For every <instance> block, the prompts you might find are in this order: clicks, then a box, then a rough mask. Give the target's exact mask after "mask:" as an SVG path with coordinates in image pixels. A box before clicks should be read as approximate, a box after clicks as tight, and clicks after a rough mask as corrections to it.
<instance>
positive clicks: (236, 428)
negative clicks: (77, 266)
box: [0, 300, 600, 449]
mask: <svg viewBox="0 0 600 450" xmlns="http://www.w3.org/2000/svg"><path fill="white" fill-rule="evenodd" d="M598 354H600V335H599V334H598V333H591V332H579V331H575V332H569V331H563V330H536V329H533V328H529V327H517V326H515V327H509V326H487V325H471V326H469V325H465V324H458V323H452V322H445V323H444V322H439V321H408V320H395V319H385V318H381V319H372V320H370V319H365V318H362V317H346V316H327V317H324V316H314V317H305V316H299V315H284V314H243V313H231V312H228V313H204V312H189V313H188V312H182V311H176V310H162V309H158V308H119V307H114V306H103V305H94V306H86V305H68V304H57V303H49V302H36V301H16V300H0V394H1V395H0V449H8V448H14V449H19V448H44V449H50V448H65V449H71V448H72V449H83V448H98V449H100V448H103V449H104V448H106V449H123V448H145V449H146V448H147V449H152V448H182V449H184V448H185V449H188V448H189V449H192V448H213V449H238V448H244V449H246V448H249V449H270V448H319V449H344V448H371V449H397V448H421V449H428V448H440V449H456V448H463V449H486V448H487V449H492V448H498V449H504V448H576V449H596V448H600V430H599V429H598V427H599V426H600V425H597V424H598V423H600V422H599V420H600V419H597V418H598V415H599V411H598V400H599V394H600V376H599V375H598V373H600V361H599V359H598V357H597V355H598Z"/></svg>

--

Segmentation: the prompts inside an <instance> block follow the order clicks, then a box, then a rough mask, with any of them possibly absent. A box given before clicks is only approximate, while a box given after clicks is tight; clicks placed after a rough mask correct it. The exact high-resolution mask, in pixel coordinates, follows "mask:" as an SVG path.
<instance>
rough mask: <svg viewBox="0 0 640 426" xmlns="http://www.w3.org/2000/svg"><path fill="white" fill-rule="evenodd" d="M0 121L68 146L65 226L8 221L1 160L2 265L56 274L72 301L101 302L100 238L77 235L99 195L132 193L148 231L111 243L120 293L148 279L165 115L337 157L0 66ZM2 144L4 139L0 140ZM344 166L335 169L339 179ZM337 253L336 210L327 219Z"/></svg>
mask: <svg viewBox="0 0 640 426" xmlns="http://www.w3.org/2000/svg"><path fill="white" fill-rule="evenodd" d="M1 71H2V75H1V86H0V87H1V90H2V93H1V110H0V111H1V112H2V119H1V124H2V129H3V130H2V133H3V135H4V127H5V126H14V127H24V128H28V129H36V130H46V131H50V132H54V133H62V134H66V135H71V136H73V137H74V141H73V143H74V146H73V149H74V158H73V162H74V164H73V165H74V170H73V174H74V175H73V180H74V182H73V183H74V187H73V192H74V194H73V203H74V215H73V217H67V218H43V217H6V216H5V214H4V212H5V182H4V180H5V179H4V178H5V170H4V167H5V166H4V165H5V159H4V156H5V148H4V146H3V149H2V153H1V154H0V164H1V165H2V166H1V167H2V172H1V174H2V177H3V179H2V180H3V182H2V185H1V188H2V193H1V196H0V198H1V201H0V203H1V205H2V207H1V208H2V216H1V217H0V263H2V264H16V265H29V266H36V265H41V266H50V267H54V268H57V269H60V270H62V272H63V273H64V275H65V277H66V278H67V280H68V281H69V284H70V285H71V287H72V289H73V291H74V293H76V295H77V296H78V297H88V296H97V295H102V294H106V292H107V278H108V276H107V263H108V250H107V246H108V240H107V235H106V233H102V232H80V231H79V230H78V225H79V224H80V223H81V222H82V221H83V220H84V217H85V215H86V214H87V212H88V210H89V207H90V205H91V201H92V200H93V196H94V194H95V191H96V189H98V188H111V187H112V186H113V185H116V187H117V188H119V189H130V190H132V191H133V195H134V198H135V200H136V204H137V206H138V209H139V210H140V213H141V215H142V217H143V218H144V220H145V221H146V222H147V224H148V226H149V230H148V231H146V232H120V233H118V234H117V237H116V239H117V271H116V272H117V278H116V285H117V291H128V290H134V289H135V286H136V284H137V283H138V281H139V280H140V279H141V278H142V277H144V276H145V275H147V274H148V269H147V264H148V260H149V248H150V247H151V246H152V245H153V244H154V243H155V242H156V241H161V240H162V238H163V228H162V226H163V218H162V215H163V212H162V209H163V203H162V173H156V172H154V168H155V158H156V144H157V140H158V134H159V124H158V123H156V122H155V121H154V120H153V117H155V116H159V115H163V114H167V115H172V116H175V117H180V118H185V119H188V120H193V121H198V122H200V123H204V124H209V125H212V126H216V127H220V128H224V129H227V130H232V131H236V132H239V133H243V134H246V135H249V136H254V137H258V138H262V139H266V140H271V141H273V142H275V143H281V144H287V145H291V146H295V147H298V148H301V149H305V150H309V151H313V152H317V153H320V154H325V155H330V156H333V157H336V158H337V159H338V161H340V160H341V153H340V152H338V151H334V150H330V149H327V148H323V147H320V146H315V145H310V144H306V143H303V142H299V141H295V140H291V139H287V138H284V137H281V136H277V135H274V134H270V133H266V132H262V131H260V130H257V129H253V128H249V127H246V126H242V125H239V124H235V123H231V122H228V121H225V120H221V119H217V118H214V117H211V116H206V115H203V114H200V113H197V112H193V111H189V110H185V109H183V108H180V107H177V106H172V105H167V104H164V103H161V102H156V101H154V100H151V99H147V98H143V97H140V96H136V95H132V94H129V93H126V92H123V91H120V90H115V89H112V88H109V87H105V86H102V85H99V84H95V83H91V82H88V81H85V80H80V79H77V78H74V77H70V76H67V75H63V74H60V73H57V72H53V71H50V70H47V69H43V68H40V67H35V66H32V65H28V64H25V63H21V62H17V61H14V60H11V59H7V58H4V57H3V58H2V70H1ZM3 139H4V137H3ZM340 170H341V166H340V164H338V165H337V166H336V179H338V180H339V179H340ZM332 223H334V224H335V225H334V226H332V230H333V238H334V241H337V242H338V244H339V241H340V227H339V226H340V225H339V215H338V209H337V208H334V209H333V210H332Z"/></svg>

PROBLEM TO WORK ON: Copy out the material verbatim, starting at the line containing "For every <instance>" and ending at the line containing "box: [0, 300, 600, 449]", including both of those lines.

EXPECTED ANSWER:
For every <instance> block, the prompts you might find are in this order: clicks, then a box, then a rough mask. Give the target's exact mask after "mask:" as an SVG path with coordinates in image pixels. A box before clicks should be read as approximate, a box after clicks as tight, and clicks after a rough mask as corrections to it.
<instance>
positive clicks: (236, 428)
negative clicks: (77, 266)
box: [0, 300, 600, 449]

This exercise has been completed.